Instructions for the task | Print the line containing "Locate the silhouetted" and each line after it through the end, please, with nothing added.

Material for this task |
________
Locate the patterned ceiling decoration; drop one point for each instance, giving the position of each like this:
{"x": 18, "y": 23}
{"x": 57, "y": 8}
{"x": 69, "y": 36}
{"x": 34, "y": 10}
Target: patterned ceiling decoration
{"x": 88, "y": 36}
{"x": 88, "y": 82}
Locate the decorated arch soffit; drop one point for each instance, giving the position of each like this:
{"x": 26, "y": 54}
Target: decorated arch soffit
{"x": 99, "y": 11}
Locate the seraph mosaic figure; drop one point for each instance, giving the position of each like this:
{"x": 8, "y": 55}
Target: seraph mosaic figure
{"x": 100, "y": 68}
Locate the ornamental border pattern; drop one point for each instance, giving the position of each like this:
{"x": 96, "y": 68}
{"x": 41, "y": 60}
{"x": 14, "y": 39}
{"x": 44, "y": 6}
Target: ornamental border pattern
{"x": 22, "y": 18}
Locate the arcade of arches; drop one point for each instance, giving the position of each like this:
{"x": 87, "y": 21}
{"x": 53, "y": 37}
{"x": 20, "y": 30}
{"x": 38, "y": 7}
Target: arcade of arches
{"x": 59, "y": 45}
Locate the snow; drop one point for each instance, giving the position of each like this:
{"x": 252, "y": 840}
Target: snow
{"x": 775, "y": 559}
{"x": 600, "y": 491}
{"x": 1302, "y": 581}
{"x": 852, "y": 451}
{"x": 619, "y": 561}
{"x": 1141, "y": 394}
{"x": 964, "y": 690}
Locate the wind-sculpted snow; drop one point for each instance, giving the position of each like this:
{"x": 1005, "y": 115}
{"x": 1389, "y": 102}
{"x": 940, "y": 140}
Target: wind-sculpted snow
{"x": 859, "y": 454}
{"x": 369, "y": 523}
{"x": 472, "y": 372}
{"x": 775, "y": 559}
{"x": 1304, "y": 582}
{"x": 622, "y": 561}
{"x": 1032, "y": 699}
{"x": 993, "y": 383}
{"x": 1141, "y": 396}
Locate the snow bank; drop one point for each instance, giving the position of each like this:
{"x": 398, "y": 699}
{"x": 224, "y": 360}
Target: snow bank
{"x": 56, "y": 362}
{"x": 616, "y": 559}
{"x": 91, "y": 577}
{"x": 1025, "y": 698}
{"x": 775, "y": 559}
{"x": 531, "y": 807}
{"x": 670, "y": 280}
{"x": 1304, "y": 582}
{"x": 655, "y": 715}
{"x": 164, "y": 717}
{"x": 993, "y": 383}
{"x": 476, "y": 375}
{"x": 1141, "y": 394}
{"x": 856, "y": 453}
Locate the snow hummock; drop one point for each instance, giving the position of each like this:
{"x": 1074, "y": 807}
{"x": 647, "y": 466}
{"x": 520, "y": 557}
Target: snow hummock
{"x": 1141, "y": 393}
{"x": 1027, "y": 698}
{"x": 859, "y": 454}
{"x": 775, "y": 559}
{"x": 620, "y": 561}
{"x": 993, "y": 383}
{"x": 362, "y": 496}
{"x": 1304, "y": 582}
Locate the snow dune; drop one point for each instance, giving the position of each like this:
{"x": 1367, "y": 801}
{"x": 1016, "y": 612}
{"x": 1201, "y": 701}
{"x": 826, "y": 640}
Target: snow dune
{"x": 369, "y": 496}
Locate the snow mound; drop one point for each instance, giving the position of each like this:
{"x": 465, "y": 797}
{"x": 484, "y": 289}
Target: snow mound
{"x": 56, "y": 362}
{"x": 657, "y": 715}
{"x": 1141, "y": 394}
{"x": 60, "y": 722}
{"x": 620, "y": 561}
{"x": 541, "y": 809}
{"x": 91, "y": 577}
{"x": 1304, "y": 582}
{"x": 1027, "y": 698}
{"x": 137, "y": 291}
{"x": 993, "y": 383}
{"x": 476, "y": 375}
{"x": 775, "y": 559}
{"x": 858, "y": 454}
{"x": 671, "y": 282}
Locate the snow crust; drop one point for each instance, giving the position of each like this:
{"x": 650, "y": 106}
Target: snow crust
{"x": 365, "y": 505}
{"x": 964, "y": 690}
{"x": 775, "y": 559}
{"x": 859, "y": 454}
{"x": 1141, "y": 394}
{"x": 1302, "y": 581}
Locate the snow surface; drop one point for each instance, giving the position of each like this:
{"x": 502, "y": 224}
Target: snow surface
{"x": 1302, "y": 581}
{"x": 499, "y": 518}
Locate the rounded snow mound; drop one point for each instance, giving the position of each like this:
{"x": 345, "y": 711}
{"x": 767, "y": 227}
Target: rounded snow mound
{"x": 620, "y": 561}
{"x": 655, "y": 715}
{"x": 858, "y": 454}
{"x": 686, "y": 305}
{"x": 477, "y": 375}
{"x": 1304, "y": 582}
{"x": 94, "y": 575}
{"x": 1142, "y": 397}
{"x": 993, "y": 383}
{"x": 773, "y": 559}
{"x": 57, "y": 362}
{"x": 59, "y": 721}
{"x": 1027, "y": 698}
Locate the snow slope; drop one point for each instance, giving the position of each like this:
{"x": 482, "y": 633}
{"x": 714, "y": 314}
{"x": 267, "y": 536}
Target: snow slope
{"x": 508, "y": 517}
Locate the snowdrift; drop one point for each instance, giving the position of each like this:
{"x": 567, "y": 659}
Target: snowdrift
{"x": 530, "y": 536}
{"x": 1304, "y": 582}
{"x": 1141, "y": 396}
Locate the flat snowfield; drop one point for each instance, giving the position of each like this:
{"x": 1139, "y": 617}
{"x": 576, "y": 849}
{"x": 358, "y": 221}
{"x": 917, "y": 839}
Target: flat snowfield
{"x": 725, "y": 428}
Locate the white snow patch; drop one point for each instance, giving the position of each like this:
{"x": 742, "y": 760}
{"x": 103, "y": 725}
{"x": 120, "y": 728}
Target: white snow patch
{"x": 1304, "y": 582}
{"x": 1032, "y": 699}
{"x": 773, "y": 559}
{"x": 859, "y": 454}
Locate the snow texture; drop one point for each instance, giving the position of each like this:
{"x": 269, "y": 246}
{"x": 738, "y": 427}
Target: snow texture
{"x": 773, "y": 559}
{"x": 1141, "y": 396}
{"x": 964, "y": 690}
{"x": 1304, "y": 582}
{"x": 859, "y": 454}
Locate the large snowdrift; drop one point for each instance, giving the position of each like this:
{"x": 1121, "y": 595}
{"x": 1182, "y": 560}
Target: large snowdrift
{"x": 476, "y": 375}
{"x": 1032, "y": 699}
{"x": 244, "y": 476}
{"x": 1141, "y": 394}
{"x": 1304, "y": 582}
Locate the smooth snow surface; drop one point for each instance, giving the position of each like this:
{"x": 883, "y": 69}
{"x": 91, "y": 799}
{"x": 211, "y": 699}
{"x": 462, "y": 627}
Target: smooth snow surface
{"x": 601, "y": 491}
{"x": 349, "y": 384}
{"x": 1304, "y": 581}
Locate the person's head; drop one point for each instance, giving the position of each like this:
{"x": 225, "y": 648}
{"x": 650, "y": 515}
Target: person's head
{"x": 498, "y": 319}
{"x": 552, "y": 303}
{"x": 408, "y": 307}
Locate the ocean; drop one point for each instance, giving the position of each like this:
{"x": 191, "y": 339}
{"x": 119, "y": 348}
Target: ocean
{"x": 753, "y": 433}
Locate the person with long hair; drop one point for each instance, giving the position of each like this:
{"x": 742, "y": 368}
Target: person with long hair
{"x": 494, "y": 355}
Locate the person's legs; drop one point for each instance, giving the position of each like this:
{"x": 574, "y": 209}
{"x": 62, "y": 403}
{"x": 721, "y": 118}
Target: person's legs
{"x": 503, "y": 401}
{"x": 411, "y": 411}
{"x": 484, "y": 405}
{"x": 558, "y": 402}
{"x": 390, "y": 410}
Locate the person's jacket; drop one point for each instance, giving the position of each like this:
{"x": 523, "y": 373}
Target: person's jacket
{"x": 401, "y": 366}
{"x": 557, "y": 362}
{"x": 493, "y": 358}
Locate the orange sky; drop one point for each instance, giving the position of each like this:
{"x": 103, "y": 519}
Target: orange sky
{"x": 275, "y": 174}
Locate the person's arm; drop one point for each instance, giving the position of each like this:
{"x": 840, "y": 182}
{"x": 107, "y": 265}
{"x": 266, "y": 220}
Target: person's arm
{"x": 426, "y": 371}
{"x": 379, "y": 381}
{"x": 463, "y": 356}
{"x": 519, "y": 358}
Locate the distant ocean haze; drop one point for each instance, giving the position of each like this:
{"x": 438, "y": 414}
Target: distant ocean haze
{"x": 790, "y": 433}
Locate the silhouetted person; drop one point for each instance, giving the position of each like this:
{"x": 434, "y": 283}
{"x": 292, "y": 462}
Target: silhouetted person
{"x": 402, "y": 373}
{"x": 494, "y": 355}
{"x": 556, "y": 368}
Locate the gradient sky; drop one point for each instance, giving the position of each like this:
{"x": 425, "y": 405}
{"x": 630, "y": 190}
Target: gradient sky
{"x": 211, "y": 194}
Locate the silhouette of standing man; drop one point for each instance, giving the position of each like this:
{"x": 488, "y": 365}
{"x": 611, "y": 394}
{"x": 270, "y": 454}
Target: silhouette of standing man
________
Answer to this task |
Locate the silhouetted person; drop one point for each instance, giving the position of each like this:
{"x": 434, "y": 283}
{"x": 292, "y": 462}
Target: silhouetted person
{"x": 402, "y": 373}
{"x": 494, "y": 355}
{"x": 556, "y": 368}
Locate the gradient sky; drop one point for each instance, giving the position of each like this:
{"x": 425, "y": 405}
{"x": 630, "y": 190}
Target: gradient sky
{"x": 211, "y": 194}
Locate the silhouette of standing man; drop one point for each instance, giving the position of each like this:
{"x": 488, "y": 365}
{"x": 611, "y": 394}
{"x": 270, "y": 454}
Target: silhouette of standing man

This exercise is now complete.